* **Exercise task**
Reproduce each of the entries below word for word, without changing anything.

──────── Data rows ────────

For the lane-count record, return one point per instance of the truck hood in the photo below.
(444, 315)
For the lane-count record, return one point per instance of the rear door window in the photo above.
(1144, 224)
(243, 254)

────────

* **Finished task**
For the lane-count record, return one point per instance of the truck hood in the photo below.
(444, 315)
For the lane-count record, return one point per instance of the rear door window in the photo above.
(1144, 224)
(243, 254)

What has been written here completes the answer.